Task description:
Can you quote, word for word, every line from the first line of the records below through the line containing "One marker per instance, like [1,60].", and nothing else?

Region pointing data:
━━━━━━━━━━━━━━━━━━━━━━━━━━━━━━

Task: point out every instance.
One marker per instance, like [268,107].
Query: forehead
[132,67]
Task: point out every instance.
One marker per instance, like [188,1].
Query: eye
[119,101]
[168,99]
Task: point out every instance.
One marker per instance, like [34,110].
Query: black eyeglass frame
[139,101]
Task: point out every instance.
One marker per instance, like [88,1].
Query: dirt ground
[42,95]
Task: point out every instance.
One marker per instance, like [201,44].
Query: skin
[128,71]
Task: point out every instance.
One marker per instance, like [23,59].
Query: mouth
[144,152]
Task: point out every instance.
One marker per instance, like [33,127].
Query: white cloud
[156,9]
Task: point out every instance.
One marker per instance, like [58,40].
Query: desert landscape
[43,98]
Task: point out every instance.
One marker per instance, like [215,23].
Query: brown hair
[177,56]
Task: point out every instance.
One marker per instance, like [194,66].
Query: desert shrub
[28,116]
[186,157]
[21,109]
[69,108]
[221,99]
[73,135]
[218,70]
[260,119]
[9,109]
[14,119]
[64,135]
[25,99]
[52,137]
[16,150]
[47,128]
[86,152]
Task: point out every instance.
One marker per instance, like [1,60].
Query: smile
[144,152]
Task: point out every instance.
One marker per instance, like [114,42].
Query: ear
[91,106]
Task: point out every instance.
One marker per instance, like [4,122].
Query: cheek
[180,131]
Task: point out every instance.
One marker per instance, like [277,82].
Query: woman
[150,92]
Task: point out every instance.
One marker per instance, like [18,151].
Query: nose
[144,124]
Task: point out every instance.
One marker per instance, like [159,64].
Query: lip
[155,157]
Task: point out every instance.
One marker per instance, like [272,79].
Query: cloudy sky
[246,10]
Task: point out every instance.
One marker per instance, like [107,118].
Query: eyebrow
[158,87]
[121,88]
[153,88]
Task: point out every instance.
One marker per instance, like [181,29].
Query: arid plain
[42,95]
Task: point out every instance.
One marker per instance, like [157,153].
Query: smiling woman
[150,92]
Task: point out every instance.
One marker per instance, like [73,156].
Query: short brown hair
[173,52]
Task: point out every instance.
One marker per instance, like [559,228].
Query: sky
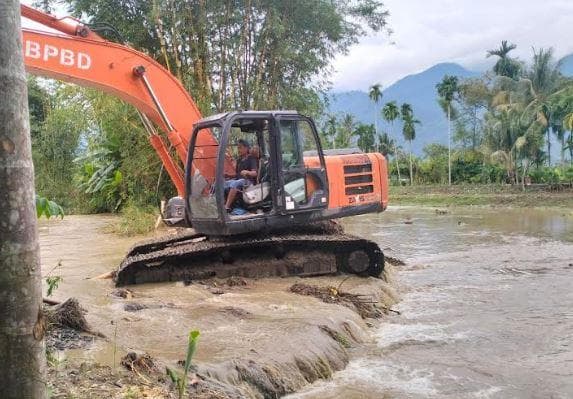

━━━━━━━━━━━━━━━━━━━━━━━━━━━━━━

Solution to this task:
Task: point out every instance.
One marker per instance, like [268,107].
Query: forehead
[132,67]
Task: point out every instance.
One marker per instance, like [188,1].
Query: eye
[119,101]
[168,99]
Task: point out every instance.
One marker per instance, like [34,110].
Query: black eyeglass frame
[139,101]
Task: point out every instance.
One marker per instance, like [88,1].
Query: dirt ground
[42,95]
Task: point out every instance.
One marker per instance, like [201,44].
Query: skin
[128,71]
Task: point out every instance.
One marker per instance, like [23,59].
Query: mouth
[144,152]
Task: point out every instance.
One marker per instance, like [33,127].
Query: white cloud
[156,9]
Task: point out every instance.
One marker per instance, like [58,40].
Query: desert landscape
[43,98]
Task: point out every instance.
One marker per instance, like [215,23].
Query: brown hair
[177,56]
Task: point out every instance.
One marker per instance, like [194,66].
Query: desert shrub
[28,116]
[186,157]
[21,109]
[69,108]
[221,99]
[73,135]
[218,70]
[260,119]
[9,109]
[14,119]
[64,135]
[25,99]
[52,137]
[16,150]
[47,128]
[86,152]
Task: point out every instance.
One marker per instance, like [1,60].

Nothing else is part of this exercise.